[Collected data entries]
━━━━
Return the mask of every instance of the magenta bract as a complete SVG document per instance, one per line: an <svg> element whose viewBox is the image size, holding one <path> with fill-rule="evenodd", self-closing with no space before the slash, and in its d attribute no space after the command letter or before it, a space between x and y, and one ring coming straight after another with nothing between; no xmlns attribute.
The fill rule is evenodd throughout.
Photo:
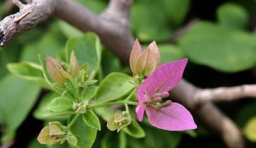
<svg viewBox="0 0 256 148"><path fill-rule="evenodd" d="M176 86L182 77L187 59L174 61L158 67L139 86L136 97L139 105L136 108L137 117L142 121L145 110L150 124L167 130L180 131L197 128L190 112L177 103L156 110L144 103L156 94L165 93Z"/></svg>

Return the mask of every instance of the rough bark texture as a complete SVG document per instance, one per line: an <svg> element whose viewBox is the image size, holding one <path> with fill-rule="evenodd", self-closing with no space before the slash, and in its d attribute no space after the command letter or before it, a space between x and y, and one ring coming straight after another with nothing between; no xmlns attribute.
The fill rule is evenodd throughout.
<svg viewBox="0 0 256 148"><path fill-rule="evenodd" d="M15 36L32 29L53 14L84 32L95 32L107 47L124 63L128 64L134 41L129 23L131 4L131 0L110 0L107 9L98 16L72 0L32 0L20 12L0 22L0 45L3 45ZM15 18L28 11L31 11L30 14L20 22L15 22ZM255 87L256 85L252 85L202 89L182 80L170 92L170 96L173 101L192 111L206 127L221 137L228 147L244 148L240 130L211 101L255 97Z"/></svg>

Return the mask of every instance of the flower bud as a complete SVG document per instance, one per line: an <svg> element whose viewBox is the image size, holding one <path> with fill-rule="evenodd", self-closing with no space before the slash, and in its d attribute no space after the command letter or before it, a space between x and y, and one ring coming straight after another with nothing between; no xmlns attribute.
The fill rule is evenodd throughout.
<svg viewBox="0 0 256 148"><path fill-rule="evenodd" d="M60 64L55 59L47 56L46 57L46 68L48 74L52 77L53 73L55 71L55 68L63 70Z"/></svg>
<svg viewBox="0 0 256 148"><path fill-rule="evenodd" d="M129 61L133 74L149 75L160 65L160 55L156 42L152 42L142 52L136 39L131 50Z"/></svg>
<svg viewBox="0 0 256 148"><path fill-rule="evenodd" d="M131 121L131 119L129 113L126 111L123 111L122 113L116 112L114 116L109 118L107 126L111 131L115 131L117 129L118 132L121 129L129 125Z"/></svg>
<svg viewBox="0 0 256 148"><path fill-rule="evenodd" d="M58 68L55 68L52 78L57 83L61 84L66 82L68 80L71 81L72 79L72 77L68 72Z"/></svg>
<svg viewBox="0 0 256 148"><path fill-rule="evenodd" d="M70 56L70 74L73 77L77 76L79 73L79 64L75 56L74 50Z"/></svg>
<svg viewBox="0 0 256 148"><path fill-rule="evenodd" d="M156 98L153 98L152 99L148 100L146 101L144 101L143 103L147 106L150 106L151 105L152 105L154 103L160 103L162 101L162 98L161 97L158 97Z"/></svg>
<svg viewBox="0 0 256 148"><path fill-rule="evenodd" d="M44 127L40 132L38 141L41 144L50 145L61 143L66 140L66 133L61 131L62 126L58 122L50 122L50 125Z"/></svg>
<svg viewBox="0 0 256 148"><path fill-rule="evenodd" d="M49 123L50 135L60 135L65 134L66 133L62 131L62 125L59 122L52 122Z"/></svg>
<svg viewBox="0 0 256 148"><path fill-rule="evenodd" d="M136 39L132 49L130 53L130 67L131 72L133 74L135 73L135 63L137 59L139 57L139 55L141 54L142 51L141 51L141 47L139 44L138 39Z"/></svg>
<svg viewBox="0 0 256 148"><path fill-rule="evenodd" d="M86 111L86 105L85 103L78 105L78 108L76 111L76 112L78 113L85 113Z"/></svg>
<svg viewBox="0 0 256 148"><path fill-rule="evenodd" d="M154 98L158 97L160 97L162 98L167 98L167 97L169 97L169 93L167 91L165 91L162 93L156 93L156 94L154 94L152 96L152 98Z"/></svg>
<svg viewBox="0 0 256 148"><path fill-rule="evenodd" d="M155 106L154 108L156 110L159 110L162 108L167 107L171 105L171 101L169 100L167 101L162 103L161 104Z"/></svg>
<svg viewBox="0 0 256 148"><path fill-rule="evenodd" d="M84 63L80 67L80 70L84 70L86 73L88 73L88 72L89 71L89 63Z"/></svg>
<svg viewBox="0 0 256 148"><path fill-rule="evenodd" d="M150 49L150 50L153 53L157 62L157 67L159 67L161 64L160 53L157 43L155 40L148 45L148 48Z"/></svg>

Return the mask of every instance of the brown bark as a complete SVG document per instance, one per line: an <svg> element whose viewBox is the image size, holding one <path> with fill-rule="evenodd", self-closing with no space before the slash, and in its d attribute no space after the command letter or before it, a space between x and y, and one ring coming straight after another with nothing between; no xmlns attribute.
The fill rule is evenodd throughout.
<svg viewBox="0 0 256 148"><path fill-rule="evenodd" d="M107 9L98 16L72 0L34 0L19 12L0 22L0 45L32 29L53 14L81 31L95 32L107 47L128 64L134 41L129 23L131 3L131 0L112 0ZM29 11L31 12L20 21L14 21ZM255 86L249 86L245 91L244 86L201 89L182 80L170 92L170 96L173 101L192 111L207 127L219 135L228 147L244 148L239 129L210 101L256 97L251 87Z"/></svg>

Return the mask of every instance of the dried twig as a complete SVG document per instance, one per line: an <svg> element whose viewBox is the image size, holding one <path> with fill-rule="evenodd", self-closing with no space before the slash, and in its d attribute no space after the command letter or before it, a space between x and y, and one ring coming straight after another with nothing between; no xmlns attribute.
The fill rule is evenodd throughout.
━━━━
* Description of the task *
Copy the material from its first line through the line that contains "86L182 77L187 59L174", both ends included. Leave out the pictures.

* The answer *
Return the mask of every instance of the magenta bract as a complete SVG document per instance, one per line: an <svg> element whose viewBox is the image size, holding one <path> with fill-rule="evenodd", self-closing with no space before the slash, and in its d attribute no space after the command letter or before it, a space between x and y, and one ring coming straight after another with nothing between; no xmlns attribute.
The fill rule is evenodd throughout.
Photo:
<svg viewBox="0 0 256 148"><path fill-rule="evenodd" d="M176 86L182 77L187 59L174 61L158 67L139 86L136 97L139 105L136 108L137 117L142 121L145 110L150 124L167 130L180 131L197 128L190 112L177 103L156 110L144 103L156 94L165 93Z"/></svg>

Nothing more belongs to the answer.